-- Start The records --

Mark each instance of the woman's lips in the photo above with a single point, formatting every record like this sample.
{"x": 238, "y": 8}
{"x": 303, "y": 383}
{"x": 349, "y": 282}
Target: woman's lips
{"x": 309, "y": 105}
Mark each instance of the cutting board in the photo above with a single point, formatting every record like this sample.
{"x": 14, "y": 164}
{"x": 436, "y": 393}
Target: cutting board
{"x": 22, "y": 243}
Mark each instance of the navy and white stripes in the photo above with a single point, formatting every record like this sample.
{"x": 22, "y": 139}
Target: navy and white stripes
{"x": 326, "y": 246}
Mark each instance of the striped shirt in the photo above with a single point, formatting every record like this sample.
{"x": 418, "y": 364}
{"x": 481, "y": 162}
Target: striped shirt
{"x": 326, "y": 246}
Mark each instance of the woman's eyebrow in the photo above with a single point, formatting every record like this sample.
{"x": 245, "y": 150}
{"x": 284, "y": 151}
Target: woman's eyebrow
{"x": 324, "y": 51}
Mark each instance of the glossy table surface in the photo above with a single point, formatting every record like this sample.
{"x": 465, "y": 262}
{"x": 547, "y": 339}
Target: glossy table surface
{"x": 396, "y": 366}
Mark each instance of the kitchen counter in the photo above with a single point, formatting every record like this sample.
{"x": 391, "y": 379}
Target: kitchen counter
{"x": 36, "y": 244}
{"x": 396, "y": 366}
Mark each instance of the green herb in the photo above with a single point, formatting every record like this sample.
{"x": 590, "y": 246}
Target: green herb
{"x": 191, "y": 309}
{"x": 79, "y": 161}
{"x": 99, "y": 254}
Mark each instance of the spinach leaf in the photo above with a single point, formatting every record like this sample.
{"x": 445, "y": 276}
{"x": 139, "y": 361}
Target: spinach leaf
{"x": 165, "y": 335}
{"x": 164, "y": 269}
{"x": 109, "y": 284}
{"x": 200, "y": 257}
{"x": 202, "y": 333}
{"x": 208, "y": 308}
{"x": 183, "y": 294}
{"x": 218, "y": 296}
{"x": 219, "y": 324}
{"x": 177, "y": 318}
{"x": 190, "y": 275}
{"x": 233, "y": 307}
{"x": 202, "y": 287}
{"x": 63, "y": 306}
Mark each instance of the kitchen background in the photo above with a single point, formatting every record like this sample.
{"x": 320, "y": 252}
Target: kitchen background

-- End The records --

The exercise: Reproduce the lines above with every occurrence of "single point" swapped for "single dot", keeping everything else the same.

Result below:
Mark each instance of the woman's lips in the photo above with a single dot, formatting every record like this sample.
{"x": 238, "y": 8}
{"x": 303, "y": 383}
{"x": 349, "y": 282}
Target: woman's lips
{"x": 309, "y": 105}
Mark each instance of the cutting board in the photo above with a single dot, formatting every record like this sample.
{"x": 14, "y": 164}
{"x": 436, "y": 393}
Target: cutting board
{"x": 22, "y": 243}
Mark each instance of the navy and white stripes in the photo above with a single dot, formatting every record like this sample.
{"x": 22, "y": 139}
Target: navy and white stripes
{"x": 326, "y": 246}
Mark each instance of the striped shirt in the photo above with a single dot, formatting every record like this sample.
{"x": 418, "y": 364}
{"x": 481, "y": 162}
Target: striped shirt
{"x": 326, "y": 246}
Mark each instance of the woman's eyebrow in the photo above with a single dot, formatting every record like this sample.
{"x": 245, "y": 150}
{"x": 284, "y": 151}
Target: woman's eyebrow
{"x": 324, "y": 51}
Mark each instance of the glossy table surface in the photo above with a single dot, formatting every record like this sample.
{"x": 465, "y": 262}
{"x": 547, "y": 339}
Target: glossy table surface
{"x": 396, "y": 366}
Mark each instance of the kitchen counter in the photo above with a single dot, formatting every record like this sample.
{"x": 391, "y": 379}
Target: kitchen counter
{"x": 36, "y": 244}
{"x": 396, "y": 366}
Mark each instance of the green herb in the photo above with a single dot, formatting every record like this sample.
{"x": 590, "y": 246}
Target: green herb
{"x": 191, "y": 309}
{"x": 79, "y": 161}
{"x": 99, "y": 254}
Mark each instance of the spinach leaf in the photo above with a single dot, formatting every record like this sample.
{"x": 445, "y": 276}
{"x": 139, "y": 361}
Target: spinach leaf
{"x": 165, "y": 335}
{"x": 164, "y": 269}
{"x": 109, "y": 284}
{"x": 200, "y": 257}
{"x": 202, "y": 333}
{"x": 208, "y": 308}
{"x": 183, "y": 294}
{"x": 218, "y": 296}
{"x": 219, "y": 324}
{"x": 177, "y": 318}
{"x": 190, "y": 275}
{"x": 233, "y": 307}
{"x": 202, "y": 287}
{"x": 63, "y": 306}
Mark each instance of the kitchen background in the photo above with a single dot, formatting every record like this sample.
{"x": 320, "y": 252}
Target: kitchen background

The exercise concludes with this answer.